Data provided »
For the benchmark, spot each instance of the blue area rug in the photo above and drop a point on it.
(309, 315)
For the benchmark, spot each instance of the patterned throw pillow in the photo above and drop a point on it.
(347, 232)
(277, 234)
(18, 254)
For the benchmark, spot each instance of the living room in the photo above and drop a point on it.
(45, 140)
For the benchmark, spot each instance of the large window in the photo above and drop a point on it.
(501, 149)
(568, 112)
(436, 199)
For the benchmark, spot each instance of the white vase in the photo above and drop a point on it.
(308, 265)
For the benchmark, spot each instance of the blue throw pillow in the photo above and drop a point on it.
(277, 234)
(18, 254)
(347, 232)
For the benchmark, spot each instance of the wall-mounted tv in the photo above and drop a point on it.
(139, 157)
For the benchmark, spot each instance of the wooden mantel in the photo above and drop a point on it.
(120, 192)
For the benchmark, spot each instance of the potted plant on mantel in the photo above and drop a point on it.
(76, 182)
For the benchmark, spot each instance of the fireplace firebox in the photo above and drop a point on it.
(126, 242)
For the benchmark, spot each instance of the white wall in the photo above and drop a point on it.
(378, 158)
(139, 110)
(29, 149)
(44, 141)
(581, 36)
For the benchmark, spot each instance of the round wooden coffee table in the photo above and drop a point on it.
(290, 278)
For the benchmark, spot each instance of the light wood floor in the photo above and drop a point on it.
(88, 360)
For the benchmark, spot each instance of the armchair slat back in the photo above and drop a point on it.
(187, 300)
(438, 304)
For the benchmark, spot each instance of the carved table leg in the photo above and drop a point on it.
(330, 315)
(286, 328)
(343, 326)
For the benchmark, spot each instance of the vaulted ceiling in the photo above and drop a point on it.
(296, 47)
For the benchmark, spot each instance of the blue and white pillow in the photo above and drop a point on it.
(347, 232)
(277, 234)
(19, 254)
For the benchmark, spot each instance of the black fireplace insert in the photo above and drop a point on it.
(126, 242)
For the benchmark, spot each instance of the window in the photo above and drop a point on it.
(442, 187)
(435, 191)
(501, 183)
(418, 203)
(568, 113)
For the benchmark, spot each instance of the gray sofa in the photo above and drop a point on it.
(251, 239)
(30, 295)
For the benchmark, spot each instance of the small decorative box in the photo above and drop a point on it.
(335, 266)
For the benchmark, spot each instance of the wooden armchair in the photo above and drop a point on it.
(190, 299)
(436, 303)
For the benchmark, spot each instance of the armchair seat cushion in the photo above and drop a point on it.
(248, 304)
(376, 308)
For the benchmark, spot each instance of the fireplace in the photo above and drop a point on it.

Given exercise »
Retype, exactly and only, the lines running from the one with "For the benchmark, spot each instance of the gray" through the final line of the listing above.

Correct output »
For the benchmark, spot each instance of the gray sofa in the photo above and drop a point on it.
(251, 239)
(30, 295)
For the benchmark, spot each instance of the small decorative box in the photo above and drop a point on it.
(335, 266)
For the benchmark, spot each instance of the wooden armchair in the photo above and drop a point on it.
(190, 299)
(436, 303)
For the benchmark, spot each instance of the armchair seat cushion in the photo above and drop a point on it.
(248, 304)
(376, 308)
For the benchmark, spot each instance of the fireplace in the photo above and drop a point on it.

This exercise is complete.